## Given task
In the forum thread on C++ bit fields, how many bytes does the reply expect i, j, and k to take together on a machine with 8-bit bytes and byte addressing?

## Page excerpt
▼

On Jun 27, 1:40 pm, Philipp <sicsic...@freesurf.chwrote:
I have a class Position which declares a bit field
class Position{
public:
Position(int i=0, int j=0, int k=0);
// Positions have to be within the range: [0..8191,0..8191,0..7]
void setPosition(int i, int j, int k);
int getI();
int getJ();
int getK();
friend ostream& operator<< (ostream& outs, const Position &rhs);
private:
unsigned short i:13;
unsigned short j:13;
unsigned short k:3;
};
How efficient is this technique to save memory (I have a lot of Position
objects)? What size of memory will the three vars i,j,k really occupy in
the memory?
It depends somewhat on the implementation, but at the very
least, the last two should pack into a single 16 element; if the
size of an int is more than 29 bits, they should all pack into a
single int. On a machine with 8 bit bytes and byte addressing,
I would expect 4 bytes for the lot; without the bit fields, 6,
or possibly even 8 bytes. So you gain some memory; where bit
fields really start gaining memory, of course, is when you have
a lot of one or two bit fields.

▲

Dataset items

▼

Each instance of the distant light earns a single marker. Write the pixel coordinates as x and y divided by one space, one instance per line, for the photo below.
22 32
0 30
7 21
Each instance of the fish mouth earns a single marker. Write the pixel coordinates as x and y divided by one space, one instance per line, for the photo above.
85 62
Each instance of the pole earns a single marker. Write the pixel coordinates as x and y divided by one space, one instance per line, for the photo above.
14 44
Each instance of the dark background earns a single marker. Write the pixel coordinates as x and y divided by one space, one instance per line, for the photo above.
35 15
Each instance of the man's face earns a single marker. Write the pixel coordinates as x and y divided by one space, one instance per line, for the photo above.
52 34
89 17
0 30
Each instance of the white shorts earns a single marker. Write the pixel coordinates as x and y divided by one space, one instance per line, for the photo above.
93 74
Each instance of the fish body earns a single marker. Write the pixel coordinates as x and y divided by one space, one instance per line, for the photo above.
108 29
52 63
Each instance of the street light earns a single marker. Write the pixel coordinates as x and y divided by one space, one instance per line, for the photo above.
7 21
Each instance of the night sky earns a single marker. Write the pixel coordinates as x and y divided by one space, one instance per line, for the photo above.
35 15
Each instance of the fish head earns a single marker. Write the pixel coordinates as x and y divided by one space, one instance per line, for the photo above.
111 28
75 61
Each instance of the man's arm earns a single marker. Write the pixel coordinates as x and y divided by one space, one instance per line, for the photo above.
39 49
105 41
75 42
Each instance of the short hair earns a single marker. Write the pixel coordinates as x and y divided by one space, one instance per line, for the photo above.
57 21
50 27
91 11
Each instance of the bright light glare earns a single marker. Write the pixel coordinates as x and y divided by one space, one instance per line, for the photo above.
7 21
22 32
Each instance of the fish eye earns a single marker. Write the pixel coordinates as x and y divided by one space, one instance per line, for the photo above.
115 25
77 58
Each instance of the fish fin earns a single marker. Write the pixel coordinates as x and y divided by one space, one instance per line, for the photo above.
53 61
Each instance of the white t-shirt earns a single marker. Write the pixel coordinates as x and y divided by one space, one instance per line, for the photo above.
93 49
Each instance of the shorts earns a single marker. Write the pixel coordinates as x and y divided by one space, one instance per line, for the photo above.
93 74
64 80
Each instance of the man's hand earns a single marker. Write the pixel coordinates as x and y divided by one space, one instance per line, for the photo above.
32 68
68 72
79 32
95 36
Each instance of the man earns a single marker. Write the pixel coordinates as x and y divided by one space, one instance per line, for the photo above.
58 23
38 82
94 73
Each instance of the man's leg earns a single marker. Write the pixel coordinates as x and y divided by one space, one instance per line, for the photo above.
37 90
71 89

▲

## Exercise solution
4 bytes.